§ **Source extract**:

The restaurant itself has no problems, although I remember many years ago that we waited hours for our food. Maybe it was under different management then. This time we were served very quickly and we got what we had ordered. Unfortunately it seems that because of the popularity of the restaurant, they want you to leave as soon as possible too. We were actually asked three times if our bill should be prepared. I know they are eager to help the people waiting outside, but can I at least finish chewing my bacon before you bring me the bill?

My partner ordered fruit salad and yoghurt which was R38. She said it was good, but did say that they could've put a better variety of fruit in, and that it tasted like it came from a can. At that price I would expect it to be picked fresh from a tree each morning.  My bacon and eggs (Innerpool) at R48 was a bit steep. It tasted fine, but I have no idea why they put Aromat on my chips. I hate that taste and would rather just put my own salt on.

The setting of the restaurant is perfect. The view and location right on the beach is probably the only reason why I would go back there, but I don't see why I should be charged for that. I can sit on the beach and get the same effect. I was however informed that they have very nice pizzas, so I think I will check it out some time.

Wednesday, December 21, 2011

Dune Soaring Reebok

It's been a while that I have been in my paragliding harness. I don't get much time to fly anymore because you always have to drive quite a distance in Cape Town to get to the flying sites. Even though Cape Town and the areas surrounding Cape Town has some of the best flying, it is always a mission to go there. Once you are there, there is always the possibility that the wind might not be right. Fuel and time wasted. Today I was lucky....

After I returned from my survival excursion with my son, I saw that the wind direction in Mossel Bay was just right for some dune soaring at Reebok. I got my glider and went down to the beach. At first I thought that the wind might be too weak. With all my kite surfing lately I was a bit unsure what the wind strength should be for paragliding. Fortunately my wife remembered what I was always waiting for, but my little anemometer was not working anymore and I had to go on gut feeling. Time for a new one I guess. I laid out my glider and hooked into my harness.....

§ **Problem 1**: Reproduce the records from the line containing "If you could point out the dark" through the end of the records, inclusive, with "Target" renamed to "Label" and everything else unchanged. Leave the pictures out.

§ **Given information**:
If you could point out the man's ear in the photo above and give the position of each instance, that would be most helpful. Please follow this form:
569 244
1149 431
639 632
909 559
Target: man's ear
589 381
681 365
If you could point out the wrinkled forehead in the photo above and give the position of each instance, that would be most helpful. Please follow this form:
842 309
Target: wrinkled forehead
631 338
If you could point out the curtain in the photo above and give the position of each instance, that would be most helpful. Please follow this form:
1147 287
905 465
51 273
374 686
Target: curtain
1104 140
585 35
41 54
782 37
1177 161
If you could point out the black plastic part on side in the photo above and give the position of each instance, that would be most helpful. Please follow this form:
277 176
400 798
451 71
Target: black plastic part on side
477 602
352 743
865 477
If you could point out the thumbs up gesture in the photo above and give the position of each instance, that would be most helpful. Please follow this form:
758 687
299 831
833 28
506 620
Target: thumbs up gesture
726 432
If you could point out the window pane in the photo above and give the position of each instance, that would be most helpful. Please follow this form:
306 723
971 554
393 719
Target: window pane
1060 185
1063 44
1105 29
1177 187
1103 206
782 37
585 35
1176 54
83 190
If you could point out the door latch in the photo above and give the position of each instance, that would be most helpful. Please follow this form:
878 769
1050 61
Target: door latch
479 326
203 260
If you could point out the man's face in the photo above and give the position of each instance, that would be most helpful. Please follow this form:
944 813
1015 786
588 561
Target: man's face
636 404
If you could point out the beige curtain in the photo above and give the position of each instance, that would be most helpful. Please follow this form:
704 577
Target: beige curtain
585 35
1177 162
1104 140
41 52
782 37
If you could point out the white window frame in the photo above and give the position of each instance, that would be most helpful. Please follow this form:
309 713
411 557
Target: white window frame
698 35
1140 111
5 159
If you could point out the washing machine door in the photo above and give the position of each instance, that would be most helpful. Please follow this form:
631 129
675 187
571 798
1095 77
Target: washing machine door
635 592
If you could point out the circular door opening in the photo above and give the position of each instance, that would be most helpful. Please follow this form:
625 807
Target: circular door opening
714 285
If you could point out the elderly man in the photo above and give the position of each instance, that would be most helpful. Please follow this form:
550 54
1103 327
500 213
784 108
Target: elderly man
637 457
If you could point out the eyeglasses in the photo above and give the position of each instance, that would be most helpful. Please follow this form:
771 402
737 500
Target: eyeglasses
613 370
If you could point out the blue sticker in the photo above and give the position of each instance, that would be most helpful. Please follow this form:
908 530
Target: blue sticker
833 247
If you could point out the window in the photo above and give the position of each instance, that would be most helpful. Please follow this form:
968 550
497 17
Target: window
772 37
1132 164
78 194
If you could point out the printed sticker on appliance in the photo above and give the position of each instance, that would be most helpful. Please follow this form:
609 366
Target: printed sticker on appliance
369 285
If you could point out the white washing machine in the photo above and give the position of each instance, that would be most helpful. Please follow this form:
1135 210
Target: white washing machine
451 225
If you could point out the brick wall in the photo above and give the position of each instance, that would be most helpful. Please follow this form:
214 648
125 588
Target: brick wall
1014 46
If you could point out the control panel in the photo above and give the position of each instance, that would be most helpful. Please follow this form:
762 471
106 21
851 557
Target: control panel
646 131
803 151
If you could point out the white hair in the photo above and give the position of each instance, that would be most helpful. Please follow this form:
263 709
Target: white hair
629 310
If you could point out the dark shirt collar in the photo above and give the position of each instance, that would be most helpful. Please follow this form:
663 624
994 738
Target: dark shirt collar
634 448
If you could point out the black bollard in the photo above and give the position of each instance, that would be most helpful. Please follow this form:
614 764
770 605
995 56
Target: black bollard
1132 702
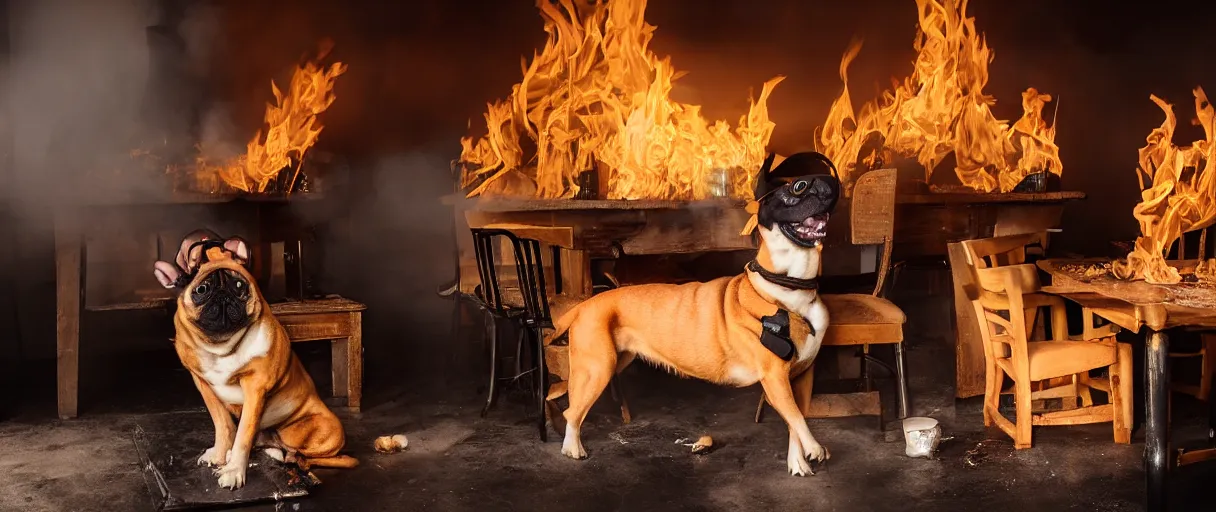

§ **Problem 2**: In the blog excerpt, what was the price of the fruit salad and yoghurt?

§ **Task answer 1**:
If you could point out the dark shirt collar in the photo above and give the position of each instance, that would be most helpful. Please follow this form:
663 624
994 738
Label: dark shirt collar
634 448
If you could point out the black bollard in the photo above and give the position of each instance, that would be most helpful. Please follow this form:
614 764
770 605
995 56
Label: black bollard
1132 702

§ **Task answer 2**: R38